**BRIEF 1:**
Quote the stretch of the forum thread on casting a struct to a double from "double timestamp = *(double*)(&myt.lsb);" through "identifier timestamp uses.", word for word.

How to cast a struct of 2 uint into a double

Question

I have a struct like below:

struct pts_t 
{
    uint32_t lsb;
    uint32_t msb;
};

I would like cast that into a double. Is it safe of directly write:

pts_t t; 

double timestamp = t;

and more complex, if the struct type is part of a C dll API, without having "packing" attribute (for all compiler) in that case I have to copy the pts_t*receive througth the API to pts_t instance i create to control the struct packing ?

void f(pts_t* t)
{ 
   pts_t myt; myt.lsb = t->lsb; myt.msb = t->msb;

   double timestamp = *(double*)(&myt.lsb);
}

Answer 1

The initial thought would be to write the following:

double timestamp = *( ( double * ) &( t.lsb ) );

To step through this (assuming you are in a 32-bit environment):

1. You are getting the address of the identifier t.lsb because you need to find the memory address of the first byte in your structure. Note, you can alternatively do &t.
2. You are then casting that memory address to be a pointer to a double (8 bytes).
3. You are lastly dereferencing that pointer and storing all 8 bytes in the 8 byte block of memory that the identifier timestamp uses.

Remark:

1. You will need to consider little/big endianness.
2. You are assuming that both the structure and double are aligned properly (as mentioned below).

**BRIEF 2:**
From the entries below, pull out every line that contains the string "dirt".

**INFORMATION SUPPLIED:**
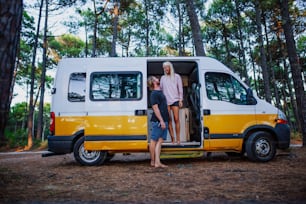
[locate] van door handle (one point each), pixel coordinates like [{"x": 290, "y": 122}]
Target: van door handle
[
  {"x": 140, "y": 112},
  {"x": 206, "y": 112},
  {"x": 206, "y": 132}
]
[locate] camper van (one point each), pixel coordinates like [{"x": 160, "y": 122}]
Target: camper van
[{"x": 100, "y": 107}]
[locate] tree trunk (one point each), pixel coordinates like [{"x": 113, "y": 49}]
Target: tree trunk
[
  {"x": 270, "y": 65},
  {"x": 263, "y": 58},
  {"x": 295, "y": 67},
  {"x": 10, "y": 25},
  {"x": 180, "y": 23},
  {"x": 40, "y": 119},
  {"x": 147, "y": 3},
  {"x": 94, "y": 40},
  {"x": 31, "y": 102},
  {"x": 115, "y": 29},
  {"x": 195, "y": 27},
  {"x": 241, "y": 47}
]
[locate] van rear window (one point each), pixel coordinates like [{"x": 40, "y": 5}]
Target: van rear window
[
  {"x": 223, "y": 87},
  {"x": 77, "y": 87},
  {"x": 114, "y": 86}
]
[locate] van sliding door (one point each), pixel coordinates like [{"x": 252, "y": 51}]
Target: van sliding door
[{"x": 116, "y": 106}]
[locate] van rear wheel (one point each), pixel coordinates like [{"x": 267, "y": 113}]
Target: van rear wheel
[
  {"x": 260, "y": 147},
  {"x": 86, "y": 157}
]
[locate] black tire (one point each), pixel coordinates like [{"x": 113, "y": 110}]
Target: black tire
[
  {"x": 260, "y": 147},
  {"x": 87, "y": 158}
]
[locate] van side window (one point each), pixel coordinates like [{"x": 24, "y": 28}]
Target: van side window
[
  {"x": 224, "y": 87},
  {"x": 76, "y": 87},
  {"x": 116, "y": 86}
]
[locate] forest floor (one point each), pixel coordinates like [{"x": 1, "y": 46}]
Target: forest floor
[{"x": 29, "y": 178}]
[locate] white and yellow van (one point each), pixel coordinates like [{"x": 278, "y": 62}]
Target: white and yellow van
[{"x": 100, "y": 107}]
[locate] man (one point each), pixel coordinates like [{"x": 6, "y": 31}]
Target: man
[
  {"x": 159, "y": 121},
  {"x": 172, "y": 86}
]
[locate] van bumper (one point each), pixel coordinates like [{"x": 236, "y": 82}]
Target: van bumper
[
  {"x": 60, "y": 144},
  {"x": 283, "y": 135}
]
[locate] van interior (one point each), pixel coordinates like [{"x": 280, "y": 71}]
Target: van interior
[{"x": 190, "y": 114}]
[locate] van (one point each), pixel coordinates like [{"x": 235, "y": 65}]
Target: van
[{"x": 100, "y": 107}]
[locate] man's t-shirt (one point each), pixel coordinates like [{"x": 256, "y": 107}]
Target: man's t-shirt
[{"x": 157, "y": 97}]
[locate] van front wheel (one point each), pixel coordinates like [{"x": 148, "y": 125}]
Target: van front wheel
[
  {"x": 86, "y": 157},
  {"x": 260, "y": 147}
]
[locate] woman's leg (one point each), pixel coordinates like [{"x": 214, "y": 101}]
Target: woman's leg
[
  {"x": 175, "y": 111},
  {"x": 170, "y": 128}
]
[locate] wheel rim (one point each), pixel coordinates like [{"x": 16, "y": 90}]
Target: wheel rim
[
  {"x": 262, "y": 147},
  {"x": 88, "y": 156}
]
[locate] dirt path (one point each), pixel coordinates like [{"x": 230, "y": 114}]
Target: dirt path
[{"x": 29, "y": 178}]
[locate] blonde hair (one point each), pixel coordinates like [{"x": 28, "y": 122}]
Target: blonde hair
[
  {"x": 172, "y": 72},
  {"x": 150, "y": 82}
]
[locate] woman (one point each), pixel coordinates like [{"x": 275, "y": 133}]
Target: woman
[{"x": 172, "y": 86}]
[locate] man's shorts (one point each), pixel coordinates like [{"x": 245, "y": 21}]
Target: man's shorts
[
  {"x": 176, "y": 103},
  {"x": 158, "y": 132}
]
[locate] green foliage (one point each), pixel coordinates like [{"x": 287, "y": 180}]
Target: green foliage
[{"x": 67, "y": 45}]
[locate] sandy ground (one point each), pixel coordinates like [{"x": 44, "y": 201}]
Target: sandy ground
[{"x": 30, "y": 178}]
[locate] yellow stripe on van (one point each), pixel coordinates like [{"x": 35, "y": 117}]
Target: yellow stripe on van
[
  {"x": 229, "y": 124},
  {"x": 116, "y": 125},
  {"x": 117, "y": 145},
  {"x": 68, "y": 125}
]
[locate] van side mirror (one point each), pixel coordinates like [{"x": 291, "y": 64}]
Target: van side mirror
[{"x": 250, "y": 98}]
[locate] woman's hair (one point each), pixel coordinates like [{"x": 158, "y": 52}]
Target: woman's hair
[{"x": 172, "y": 73}]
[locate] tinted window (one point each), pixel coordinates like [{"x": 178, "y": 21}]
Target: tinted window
[
  {"x": 76, "y": 87},
  {"x": 116, "y": 86}
]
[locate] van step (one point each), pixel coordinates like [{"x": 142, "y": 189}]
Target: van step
[{"x": 181, "y": 154}]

**CORRECT RESPONSE 1:**
double timestamp = *(double*)(&myt.lsb);
}

Answer 1

The initial thought would be to write the following:

double timestamp = *( ( double * ) &( t.lsb ) );

To step through this (assuming you are in a 32-bit environment):

1. You are getting the address of the identifier t.lsb because you need to find the memory address of the first byte in your structure. Note, you can alternatively do &t.
2. You are then casting that memory address to be a pointer to a double (8 bytes).
3. You are lastly dereferencing that pointer and storing all 8 bytes in the 8 byte block of memory that the identifier timestamp uses.

**CORRECT RESPONSE 2:**
[locate] dirt path (one point each), pixel coordinates like [{"x": 230, "y": 114}]
Target: dirt path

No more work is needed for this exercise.